++++ Material to process ++++

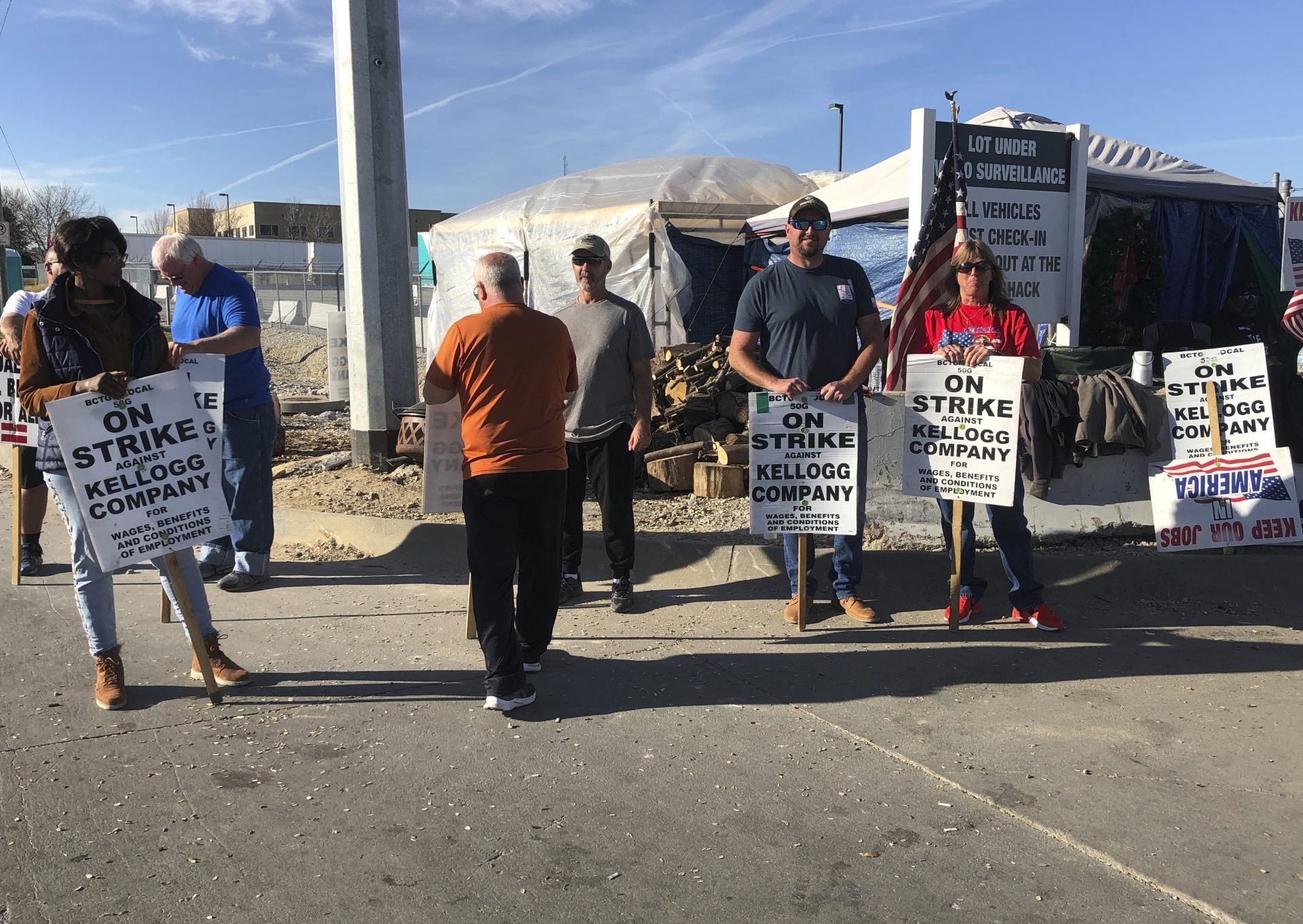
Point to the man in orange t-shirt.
(514, 369)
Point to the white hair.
(181, 248)
(499, 273)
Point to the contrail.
(406, 116)
(694, 120)
(174, 142)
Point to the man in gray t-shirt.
(607, 420)
(811, 324)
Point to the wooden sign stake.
(16, 577)
(957, 528)
(1215, 425)
(803, 594)
(192, 627)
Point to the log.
(711, 480)
(673, 474)
(734, 406)
(738, 454)
(715, 431)
(682, 450)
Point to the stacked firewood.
(699, 438)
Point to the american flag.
(944, 230)
(1297, 258)
(1293, 318)
(1272, 486)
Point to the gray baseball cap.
(593, 244)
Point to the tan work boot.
(859, 610)
(226, 672)
(110, 679)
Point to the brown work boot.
(226, 672)
(110, 679)
(859, 610)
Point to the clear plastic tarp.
(628, 205)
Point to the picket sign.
(145, 478)
(17, 429)
(804, 472)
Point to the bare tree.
(35, 214)
(158, 222)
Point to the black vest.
(72, 358)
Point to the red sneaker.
(1040, 618)
(967, 608)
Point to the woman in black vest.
(94, 332)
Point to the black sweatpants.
(609, 464)
(514, 519)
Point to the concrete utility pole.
(375, 216)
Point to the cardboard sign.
(442, 475)
(804, 455)
(961, 429)
(143, 468)
(208, 376)
(1225, 501)
(1291, 258)
(17, 427)
(1243, 400)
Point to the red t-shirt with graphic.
(1009, 335)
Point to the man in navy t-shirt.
(811, 324)
(216, 313)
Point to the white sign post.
(804, 454)
(1026, 199)
(145, 482)
(18, 429)
(961, 429)
(1238, 376)
(1225, 501)
(1291, 258)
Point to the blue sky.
(147, 102)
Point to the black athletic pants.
(514, 519)
(609, 464)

++++

The entire listing above, minus its pictures, should be copied out exactly.

Answer for the task:
Point to the man in orange t-shirt.
(514, 369)
Point to the white hair.
(181, 248)
(499, 273)
Point to the contrail.
(406, 116)
(694, 120)
(174, 142)
Point to the man in gray t-shirt.
(607, 420)
(811, 324)
Point to the wooden sign stake.
(16, 577)
(957, 528)
(1215, 425)
(803, 594)
(192, 627)
Point to the log.
(711, 480)
(673, 474)
(734, 406)
(738, 454)
(715, 431)
(682, 450)
Point to the stacked firewood.
(699, 438)
Point to the american flag.
(944, 230)
(1297, 258)
(1293, 318)
(1272, 486)
Point to the gray baseball cap.
(593, 244)
Point to the tan work boot.
(859, 610)
(226, 672)
(110, 679)
Point to the brown work boot.
(226, 672)
(110, 679)
(859, 610)
Point to the clear plastic tarp.
(628, 205)
Point to the picket sign.
(145, 478)
(17, 429)
(804, 472)
Point to the bare tree.
(35, 214)
(158, 222)
Point to the black vest.
(72, 358)
Point to the red sneaker.
(1040, 618)
(967, 608)
Point to the woman in black vest.
(94, 332)
Point to the black sweatpants.
(609, 464)
(514, 519)
Point to the concrete utility pole.
(375, 216)
Point to the cardboard sign.
(442, 475)
(804, 455)
(961, 429)
(143, 468)
(208, 376)
(1225, 501)
(1291, 258)
(17, 427)
(1243, 400)
Point to the red t-shirt with graphic.
(1009, 335)
Point to the man in navy t-shirt.
(811, 324)
(216, 313)
Point to the white sign post.
(804, 454)
(1026, 199)
(145, 482)
(18, 429)
(961, 429)
(1238, 376)
(1225, 501)
(1291, 258)
Point to the blue sky.
(147, 102)
Point to the black athletic pants.
(514, 519)
(609, 464)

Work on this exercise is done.